### RECORDS TO USE
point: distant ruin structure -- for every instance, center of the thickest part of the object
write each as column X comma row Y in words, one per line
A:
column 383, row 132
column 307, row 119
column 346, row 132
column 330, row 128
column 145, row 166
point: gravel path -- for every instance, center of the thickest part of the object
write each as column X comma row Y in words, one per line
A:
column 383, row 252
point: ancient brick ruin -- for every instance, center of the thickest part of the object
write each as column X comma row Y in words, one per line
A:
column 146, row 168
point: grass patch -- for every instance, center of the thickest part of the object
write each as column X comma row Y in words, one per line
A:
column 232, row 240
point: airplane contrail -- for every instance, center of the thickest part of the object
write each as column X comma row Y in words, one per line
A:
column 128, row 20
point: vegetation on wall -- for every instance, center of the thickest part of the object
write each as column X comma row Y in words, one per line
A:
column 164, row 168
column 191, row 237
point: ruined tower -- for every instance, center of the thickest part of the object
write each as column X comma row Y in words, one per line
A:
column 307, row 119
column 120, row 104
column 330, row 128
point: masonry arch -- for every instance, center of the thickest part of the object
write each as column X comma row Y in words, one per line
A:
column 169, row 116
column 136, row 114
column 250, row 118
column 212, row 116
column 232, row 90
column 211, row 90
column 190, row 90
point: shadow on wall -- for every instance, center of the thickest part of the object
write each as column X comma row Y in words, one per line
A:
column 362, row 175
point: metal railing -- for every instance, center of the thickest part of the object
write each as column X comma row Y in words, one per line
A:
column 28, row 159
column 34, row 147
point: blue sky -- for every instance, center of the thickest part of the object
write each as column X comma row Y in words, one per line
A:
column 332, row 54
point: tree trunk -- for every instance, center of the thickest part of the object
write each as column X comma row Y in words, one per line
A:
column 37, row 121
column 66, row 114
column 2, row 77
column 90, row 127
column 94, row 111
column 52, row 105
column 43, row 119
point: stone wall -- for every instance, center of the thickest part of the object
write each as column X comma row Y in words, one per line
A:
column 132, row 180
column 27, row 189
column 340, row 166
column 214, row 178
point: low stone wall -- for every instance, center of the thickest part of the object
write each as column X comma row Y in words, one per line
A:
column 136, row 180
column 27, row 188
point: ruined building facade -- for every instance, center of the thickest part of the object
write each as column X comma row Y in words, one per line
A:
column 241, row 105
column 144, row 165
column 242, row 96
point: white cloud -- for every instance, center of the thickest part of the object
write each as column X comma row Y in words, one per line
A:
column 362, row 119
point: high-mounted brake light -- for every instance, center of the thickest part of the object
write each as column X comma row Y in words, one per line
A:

### WHAT IS REQUIRED
Whenever "stone" occurs in a line of the entries, copy that line.

### YOUR SOLUTION
point: stone wall -- for every instance, center of the thickest part of the object
point: low stone wall -- for every instance, center of the thickest part of the object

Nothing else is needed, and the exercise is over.